++++ QUOTED PASSAGE ++++

2. To transact such other business as may properly come before the annual
meeting or any adjournments thereof.
Stockholders of record at the close of business on October 1, 2000
are entitled to notice of and to vote at the meeting.
By order of the Board of Directors,
POWERCOLD CORPORATION
/s/ George C. Briley
George C. Briley,
Corporate Secretary
October 10, 2000 /Approximate Date of mailing to Stockholders
IMPORTANT: Whether or not you plan to attend the meeting, please execute and
return the enclosed proxy. A return envelope is enclosed for your
convenience. Prompt return of the proxy will assure a quorum and save the
Company unnecessary expense. At least ten (10) days before the meeting of
stockholders, a complete record of the stockholders of the Company entitled to
vote at such meeting, or any adjournment thereof, will be on file at the place
of business of the Company at 103 Guadalupe Drive Cibolo, Texas 78108 and
shall be produced and kept open at the time and place of the meeting. During
all times referred to above, the records shall be subject to the inspection
of any shareholder for the purposes of the meeting.

++++ EXTRACTED ENTRIES ++++

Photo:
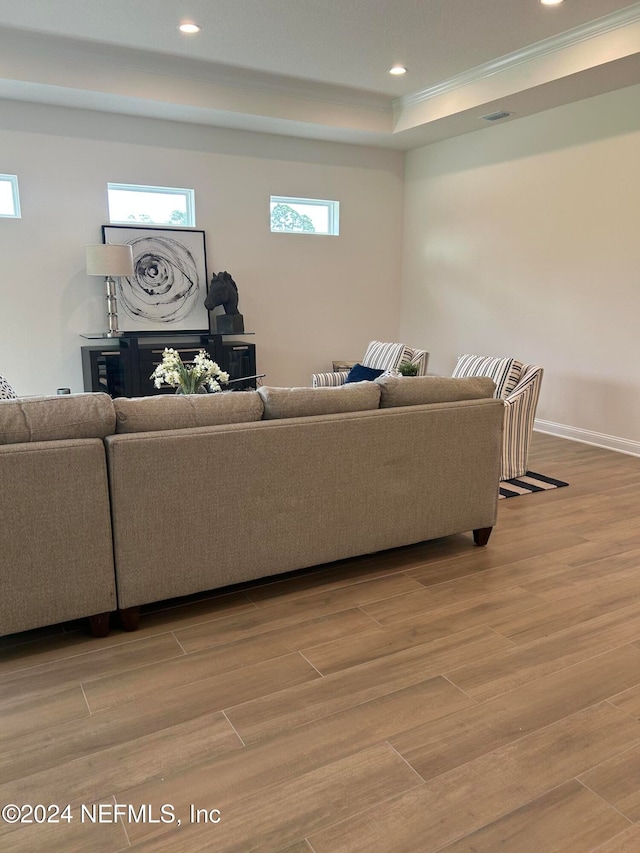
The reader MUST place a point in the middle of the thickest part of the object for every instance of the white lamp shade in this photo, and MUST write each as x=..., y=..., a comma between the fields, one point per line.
x=109, y=259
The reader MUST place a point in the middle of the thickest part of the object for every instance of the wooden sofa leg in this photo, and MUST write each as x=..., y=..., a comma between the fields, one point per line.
x=99, y=624
x=481, y=535
x=130, y=617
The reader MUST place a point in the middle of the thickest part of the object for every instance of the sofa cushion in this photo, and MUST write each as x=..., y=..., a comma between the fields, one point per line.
x=385, y=356
x=420, y=390
x=53, y=418
x=360, y=373
x=505, y=372
x=179, y=411
x=302, y=402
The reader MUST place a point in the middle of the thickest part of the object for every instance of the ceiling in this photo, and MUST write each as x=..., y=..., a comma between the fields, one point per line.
x=319, y=68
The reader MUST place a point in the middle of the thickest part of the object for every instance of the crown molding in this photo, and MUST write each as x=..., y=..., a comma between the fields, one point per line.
x=562, y=41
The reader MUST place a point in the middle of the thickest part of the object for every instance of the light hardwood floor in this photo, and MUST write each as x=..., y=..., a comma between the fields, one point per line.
x=439, y=697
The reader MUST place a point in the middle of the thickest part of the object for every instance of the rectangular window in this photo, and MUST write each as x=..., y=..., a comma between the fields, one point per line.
x=9, y=198
x=129, y=203
x=305, y=215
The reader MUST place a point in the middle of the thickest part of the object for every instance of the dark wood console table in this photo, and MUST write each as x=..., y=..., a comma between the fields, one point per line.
x=122, y=366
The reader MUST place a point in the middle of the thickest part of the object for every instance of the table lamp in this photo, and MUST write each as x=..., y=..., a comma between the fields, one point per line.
x=109, y=260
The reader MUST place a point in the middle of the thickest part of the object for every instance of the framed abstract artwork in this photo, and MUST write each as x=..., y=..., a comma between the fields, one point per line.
x=168, y=287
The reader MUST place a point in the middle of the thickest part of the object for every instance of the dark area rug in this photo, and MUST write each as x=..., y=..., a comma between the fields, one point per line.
x=531, y=482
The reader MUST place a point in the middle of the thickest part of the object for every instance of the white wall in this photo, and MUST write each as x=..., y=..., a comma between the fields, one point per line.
x=308, y=298
x=523, y=239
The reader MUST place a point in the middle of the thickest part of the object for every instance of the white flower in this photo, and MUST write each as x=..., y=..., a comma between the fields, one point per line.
x=173, y=372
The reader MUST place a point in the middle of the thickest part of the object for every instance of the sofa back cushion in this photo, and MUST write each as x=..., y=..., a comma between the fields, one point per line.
x=386, y=356
x=420, y=390
x=505, y=372
x=303, y=402
x=55, y=418
x=180, y=411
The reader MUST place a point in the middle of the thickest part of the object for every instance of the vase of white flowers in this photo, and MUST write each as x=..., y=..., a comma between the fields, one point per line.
x=196, y=377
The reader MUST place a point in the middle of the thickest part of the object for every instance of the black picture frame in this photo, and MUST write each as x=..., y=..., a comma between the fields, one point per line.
x=169, y=284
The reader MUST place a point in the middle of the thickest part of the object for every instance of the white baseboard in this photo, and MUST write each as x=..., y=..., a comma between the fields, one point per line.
x=586, y=436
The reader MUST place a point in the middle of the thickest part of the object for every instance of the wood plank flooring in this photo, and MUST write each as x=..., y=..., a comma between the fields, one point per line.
x=439, y=697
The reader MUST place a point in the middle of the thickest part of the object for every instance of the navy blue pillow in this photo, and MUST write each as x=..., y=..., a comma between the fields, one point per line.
x=360, y=373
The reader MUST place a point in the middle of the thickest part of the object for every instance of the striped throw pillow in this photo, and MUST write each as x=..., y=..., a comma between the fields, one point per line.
x=505, y=372
x=384, y=356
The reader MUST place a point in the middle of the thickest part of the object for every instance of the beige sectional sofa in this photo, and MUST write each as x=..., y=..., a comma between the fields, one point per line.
x=211, y=490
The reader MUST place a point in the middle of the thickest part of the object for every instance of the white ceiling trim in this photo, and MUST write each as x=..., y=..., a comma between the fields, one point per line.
x=540, y=50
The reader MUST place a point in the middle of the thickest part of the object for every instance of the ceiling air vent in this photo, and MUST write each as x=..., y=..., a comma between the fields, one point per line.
x=496, y=116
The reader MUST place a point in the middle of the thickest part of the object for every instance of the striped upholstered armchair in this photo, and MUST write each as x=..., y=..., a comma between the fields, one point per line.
x=379, y=356
x=518, y=385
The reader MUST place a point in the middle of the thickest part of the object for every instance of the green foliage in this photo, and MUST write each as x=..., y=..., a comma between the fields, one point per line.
x=408, y=369
x=285, y=218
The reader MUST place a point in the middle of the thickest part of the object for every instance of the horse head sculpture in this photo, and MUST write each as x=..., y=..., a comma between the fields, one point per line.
x=222, y=291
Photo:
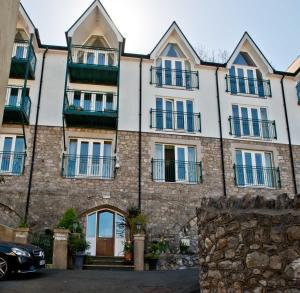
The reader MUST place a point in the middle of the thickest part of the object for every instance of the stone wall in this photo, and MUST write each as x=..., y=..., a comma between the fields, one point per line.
x=249, y=244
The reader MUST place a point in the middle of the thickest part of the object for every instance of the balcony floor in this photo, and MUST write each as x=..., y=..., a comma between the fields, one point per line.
x=93, y=74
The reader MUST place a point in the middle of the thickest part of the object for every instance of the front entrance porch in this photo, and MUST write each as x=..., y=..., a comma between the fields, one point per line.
x=106, y=232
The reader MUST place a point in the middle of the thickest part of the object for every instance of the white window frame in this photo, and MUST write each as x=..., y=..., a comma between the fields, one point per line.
x=174, y=109
x=185, y=147
x=90, y=154
x=71, y=94
x=253, y=161
x=13, y=147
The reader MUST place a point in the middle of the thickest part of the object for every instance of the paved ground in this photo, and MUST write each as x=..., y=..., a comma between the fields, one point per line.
x=183, y=281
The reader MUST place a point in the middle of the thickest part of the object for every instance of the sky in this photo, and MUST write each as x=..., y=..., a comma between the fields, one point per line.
x=211, y=24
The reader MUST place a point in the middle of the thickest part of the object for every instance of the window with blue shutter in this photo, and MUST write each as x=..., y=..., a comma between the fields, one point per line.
x=159, y=113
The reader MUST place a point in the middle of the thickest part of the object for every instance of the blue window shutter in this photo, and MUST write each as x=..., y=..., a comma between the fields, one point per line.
x=169, y=115
x=179, y=115
x=236, y=120
x=159, y=113
x=181, y=164
x=245, y=121
x=265, y=123
x=233, y=85
x=251, y=82
x=190, y=116
x=249, y=168
x=242, y=88
x=255, y=122
x=259, y=169
x=239, y=168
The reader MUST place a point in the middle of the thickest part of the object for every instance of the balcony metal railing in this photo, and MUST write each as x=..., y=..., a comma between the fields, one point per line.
x=298, y=92
x=23, y=51
x=248, y=86
x=90, y=102
x=163, y=77
x=257, y=176
x=176, y=171
x=265, y=129
x=177, y=121
x=94, y=55
x=12, y=163
x=74, y=166
x=15, y=99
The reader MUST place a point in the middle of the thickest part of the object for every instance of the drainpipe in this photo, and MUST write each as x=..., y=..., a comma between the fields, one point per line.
x=35, y=138
x=221, y=134
x=289, y=135
x=140, y=135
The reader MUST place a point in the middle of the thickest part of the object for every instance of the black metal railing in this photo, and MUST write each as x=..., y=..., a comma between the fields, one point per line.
x=177, y=121
x=249, y=86
x=257, y=176
x=176, y=171
x=163, y=77
x=298, y=92
x=12, y=163
x=16, y=99
x=94, y=55
x=88, y=166
x=265, y=129
x=90, y=101
x=23, y=51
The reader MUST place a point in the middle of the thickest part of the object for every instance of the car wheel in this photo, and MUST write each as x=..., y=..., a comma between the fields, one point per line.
x=4, y=267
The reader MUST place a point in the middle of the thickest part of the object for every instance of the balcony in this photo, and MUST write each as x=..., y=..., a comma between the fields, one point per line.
x=88, y=167
x=175, y=121
x=91, y=109
x=263, y=129
x=23, y=59
x=17, y=106
x=298, y=92
x=93, y=65
x=176, y=171
x=248, y=86
x=183, y=79
x=248, y=176
x=12, y=163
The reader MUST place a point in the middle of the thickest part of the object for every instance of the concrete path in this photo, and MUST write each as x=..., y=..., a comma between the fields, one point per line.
x=183, y=281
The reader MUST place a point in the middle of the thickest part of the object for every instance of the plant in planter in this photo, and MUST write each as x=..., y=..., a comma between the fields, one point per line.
x=78, y=245
x=155, y=249
x=128, y=251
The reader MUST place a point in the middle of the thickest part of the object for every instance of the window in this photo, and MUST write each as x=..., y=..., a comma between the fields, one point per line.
x=255, y=168
x=246, y=78
x=12, y=155
x=90, y=158
x=175, y=114
x=174, y=163
x=92, y=101
x=252, y=121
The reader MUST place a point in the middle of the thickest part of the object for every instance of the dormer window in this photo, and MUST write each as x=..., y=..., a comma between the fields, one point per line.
x=246, y=78
x=173, y=69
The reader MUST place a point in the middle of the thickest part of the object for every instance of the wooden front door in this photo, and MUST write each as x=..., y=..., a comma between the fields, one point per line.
x=105, y=239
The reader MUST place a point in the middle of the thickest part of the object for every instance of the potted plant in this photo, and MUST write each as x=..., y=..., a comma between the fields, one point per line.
x=78, y=245
x=128, y=251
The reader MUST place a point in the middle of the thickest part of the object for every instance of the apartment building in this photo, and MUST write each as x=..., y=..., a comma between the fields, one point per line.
x=93, y=127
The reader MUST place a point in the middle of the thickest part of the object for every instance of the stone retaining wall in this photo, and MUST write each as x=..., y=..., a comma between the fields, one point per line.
x=249, y=244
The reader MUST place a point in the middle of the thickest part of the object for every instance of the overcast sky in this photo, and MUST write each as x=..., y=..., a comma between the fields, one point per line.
x=214, y=24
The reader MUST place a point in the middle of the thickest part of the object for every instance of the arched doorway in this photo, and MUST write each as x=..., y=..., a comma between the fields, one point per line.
x=105, y=231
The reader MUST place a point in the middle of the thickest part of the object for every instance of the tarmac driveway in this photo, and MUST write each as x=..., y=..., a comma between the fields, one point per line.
x=183, y=281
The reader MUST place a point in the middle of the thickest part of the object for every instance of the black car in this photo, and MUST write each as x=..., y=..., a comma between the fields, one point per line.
x=20, y=258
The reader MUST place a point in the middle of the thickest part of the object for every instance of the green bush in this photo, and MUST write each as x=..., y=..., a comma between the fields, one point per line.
x=70, y=221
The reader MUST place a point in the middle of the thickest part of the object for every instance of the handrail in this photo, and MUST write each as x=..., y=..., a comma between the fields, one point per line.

++++

→ WHAT YOU WILL DO
1. Summarize the proxy notice in two sentences.
2. In the entries, substitute "hedge" for "green bush" throughout the part that opens with the line containing "of the tarmac" and runs through the end of the entries. Give that part again with everything else unchanged.

→ PER-TASK OUTPUTS
1. By order of the Board of Directors, Corporate Secretary George C. Briley gave notice that PowerCold Corporation stockholders of record at the close of business on October 1, 2000 are entitled to notice of and to vote at the annual meeting, where other business properly brought before it may also be transacted. Stockholders are asked to execute and return the enclosed proxy to assure a quorum, and at least ten days before the meeting a complete record of stockholders entitled to vote will be on file at 103 Guadalupe Drive, Cibolo, Texas 78108, open to shareholder inspection.

2.
The reader MUST place a point in the middle of the thickest part of the object for every instance of the tarmac driveway in this photo, and MUST write each as x=..., y=..., a comma between the fields, one point per line.
x=183, y=281
The reader MUST place a point in the middle of the thickest part of the object for every instance of the black car in this photo, and MUST write each as x=..., y=..., a comma between the fields, one point per line.
x=20, y=258
The reader MUST place a point in the middle of the thickest part of the object for every instance of the hedge in this photo, and MUST write each as x=..., y=..., a comma between the fields, one point per line.
x=70, y=221
The reader MUST place a point in the middle of the thickest part of the object for every instance of the handrail in this photo, and MUST write each as x=..., y=..., a comma between the fields, one point per line.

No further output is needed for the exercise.